What is required: This task calls for printing every entry exactly.

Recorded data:
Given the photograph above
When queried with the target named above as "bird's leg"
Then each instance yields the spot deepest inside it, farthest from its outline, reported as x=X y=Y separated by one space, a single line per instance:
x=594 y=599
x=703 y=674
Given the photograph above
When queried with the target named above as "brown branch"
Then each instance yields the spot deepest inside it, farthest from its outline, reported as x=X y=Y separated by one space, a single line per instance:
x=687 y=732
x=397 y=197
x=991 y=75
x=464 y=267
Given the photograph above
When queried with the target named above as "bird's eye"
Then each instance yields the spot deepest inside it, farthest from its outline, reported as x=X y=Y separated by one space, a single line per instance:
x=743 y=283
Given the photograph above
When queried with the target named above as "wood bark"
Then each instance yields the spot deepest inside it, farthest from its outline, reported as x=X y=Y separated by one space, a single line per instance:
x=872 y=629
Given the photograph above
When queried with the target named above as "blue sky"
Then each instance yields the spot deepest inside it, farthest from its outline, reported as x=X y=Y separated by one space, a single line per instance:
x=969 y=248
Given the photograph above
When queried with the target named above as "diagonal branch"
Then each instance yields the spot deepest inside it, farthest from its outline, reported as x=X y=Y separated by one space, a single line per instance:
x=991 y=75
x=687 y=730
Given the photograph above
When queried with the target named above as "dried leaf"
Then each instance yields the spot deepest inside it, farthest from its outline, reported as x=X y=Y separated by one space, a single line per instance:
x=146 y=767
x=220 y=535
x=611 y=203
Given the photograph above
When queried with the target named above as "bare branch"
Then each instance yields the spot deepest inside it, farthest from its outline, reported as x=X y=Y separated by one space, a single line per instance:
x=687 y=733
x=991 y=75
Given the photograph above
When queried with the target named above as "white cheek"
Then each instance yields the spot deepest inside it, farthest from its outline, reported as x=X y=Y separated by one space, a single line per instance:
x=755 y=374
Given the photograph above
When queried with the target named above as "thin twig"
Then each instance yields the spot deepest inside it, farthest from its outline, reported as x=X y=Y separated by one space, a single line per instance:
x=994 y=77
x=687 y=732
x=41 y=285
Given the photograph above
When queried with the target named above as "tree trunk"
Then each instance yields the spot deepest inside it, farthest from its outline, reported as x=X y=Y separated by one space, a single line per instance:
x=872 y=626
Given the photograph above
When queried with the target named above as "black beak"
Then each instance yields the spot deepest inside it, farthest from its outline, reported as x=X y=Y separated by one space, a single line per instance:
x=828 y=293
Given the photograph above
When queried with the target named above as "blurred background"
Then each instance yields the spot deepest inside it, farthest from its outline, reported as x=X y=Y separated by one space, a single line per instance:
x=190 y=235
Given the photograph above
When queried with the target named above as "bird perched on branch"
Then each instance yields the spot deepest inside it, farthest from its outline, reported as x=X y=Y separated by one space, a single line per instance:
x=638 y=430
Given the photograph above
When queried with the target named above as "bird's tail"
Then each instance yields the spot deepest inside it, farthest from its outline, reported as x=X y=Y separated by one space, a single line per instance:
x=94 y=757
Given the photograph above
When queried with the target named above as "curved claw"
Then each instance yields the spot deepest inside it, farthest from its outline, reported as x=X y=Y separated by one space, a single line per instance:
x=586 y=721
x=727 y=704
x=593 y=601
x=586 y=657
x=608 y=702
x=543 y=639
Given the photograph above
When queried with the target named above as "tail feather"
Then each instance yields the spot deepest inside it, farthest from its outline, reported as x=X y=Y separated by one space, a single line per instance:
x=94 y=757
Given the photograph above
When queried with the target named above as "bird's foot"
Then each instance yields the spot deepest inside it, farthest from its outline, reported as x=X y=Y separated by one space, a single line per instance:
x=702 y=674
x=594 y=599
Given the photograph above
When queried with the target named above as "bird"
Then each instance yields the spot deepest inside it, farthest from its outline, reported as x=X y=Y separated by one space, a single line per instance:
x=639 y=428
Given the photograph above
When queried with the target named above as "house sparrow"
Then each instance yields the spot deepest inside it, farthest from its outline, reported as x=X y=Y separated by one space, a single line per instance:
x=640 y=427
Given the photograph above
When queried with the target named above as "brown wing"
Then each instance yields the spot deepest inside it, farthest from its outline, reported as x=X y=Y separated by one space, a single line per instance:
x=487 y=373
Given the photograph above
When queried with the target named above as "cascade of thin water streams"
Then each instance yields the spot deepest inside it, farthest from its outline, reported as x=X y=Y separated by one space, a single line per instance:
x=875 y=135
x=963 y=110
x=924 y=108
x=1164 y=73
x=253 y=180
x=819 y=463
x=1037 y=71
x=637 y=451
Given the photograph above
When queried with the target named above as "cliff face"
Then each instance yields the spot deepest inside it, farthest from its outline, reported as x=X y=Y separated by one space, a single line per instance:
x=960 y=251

Result of the task:
Given the photograph above
When queried with the target named above as "bird's leg"
Then each instance yields the spot deepest inside it, farthest from its outline, reported as x=X y=Y separated by one space, a single line per instance:
x=594 y=599
x=703 y=674
Given the photograph above
When queried with the target named above as "brown branch"
Then each instance yields the spot deepest inside it, farthest from its outline, reported as x=X y=Y separated by one space, a single line per instance:
x=687 y=732
x=397 y=197
x=991 y=75
x=464 y=267
Given the photograph above
When queried with the target named above as "bird's eye"
Then each instance yields the spot deepest inside it, farthest from its outline, reported as x=X y=Y separated by one space, a single line per instance:
x=743 y=283
Given the photograph above
When queried with the target named above as "wood bark"
Then each instance yields the spot deepest inside it, farthest from its outline, reported as x=X y=Y separated by one space, a single line per instance:
x=872 y=629
Given the photograph above
When queried with the target named above as "blue sky"
Then each instance yields the spot deepest inside it, farthest from its outline, reported as x=X y=Y separated by one space, a single line per instance:
x=969 y=248
Given the photograph above
When queried with the target named above as "diagonal branch"
Then each instance yields the spot deepest inside it, farthest from its outline, reported as x=X y=Y separated by one space, a single line per instance:
x=991 y=75
x=687 y=730
Given the photograph above
When queried with the target named above as "dried leaf"
Then each instance yields the spot deepest inside it, farthest from its outline, reported as x=X y=Y separated by one space, a single line per instance:
x=146 y=767
x=220 y=535
x=611 y=203
Given the photograph above
When queried with the target named above as "bare branch"
Then each instance yields the spot deepest inside it, farthest from its outline, reported as x=X y=Y separated by one space, a single line per instance:
x=687 y=733
x=991 y=75
Given the photograph above
When queried with the target named above as "white cheek"
Then each instance yields the spot deepest inside it, farthest from its outline, reported as x=X y=Y separated by one space, a single line per instance:
x=755 y=374
Given the photograph above
When queried with the target named above as "thin twig"
Then each instance yields the spot deepest inside it, farthest from its outline, reported as x=X y=Y separated by one space, a single line per instance:
x=994 y=77
x=687 y=732
x=41 y=285
Given the photograph above
When queried with the target named above as "tree trunk"
Then each instance yields the spot deepest inside it, farthest from its outline, reported as x=X y=Y separated by one space, a single line per instance:
x=872 y=626
Given the photograph above
When queried with the target named above as "black beak"
Then each instance yields the spot deepest inside it, farthest from its outline, reported as x=X y=Y separated by one space, a single line per instance:
x=828 y=293
Given the photograph above
When queried with the target named above as "blurred background"
Then each instance yields the spot deepest inside it, farthest from its outline, reported as x=X y=Y separated by one space, a single line per instance:
x=190 y=235
Given the photograph above
When queried with the target named above as "bird perched on branch"
Then each instance yields the spot deepest inside it, farthest from its outline, reported as x=X y=Y separated by one space, a single line per instance:
x=638 y=430
Given the photograph above
When queried with the target named above as "bird's tail"
Then each instance yields the spot deepest inside it, farthest from its outline, reported as x=X y=Y separated by one space, a single line per instance:
x=94 y=757
Given the photograph above
When queried with the target named above as "curved claw"
Then each instance yields the spot deepest inside it, farthest from its outline, reported as x=X y=Y separated by one space, a single line per instance:
x=586 y=721
x=727 y=704
x=593 y=601
x=586 y=657
x=608 y=702
x=543 y=639
Given the photograph above
When queried with the target named above as "tail feather"
Then each instance yields the spot deepest inside it, farthest from its outline, reported as x=X y=Y separated by one space, a single line per instance:
x=94 y=757
Given the photograph above
When queried with the target named above as "bird's foot"
Then each instance yields the spot deepest inside it, farthest from its outline, reported as x=X y=Y separated by one space, a single line per instance:
x=702 y=674
x=594 y=599
Given the photograph above
When queried with the target named above as "bird"
Then each instance yields the spot deepest inside it, farthest from its outline, reported as x=X y=Y separated by one space, a single line per instance:
x=639 y=428
Given the photograph above
When queried with the target named above as "house sparrow"
Then each instance yields the spot deepest inside it, farthest from its outline, reported as x=X y=Y separated by one space, a single line per instance:
x=640 y=427
Given the photograph above
When queried with the target named above as "brown wing"
Then each instance yields the spot deepest inside it, farthest from its outline, reported as x=X y=Y separated by one space, a single line per instance:
x=487 y=373
Given the photograph above
When queried with the target named above as "cascade of thin water streams"
Then each instance yields the spot deepest inside it, farthest from its outline, reported as x=X y=Y separated by one space, a single line per instance:
x=875 y=135
x=963 y=110
x=924 y=108
x=1164 y=73
x=253 y=180
x=819 y=463
x=1037 y=71
x=637 y=451
Given the photograph above
When queried with the target named above as "cliff face"
Then each instance yields the spot deepest inside it, farthest from its outline, reported as x=X y=Y separated by one space, a single line per instance:
x=960 y=251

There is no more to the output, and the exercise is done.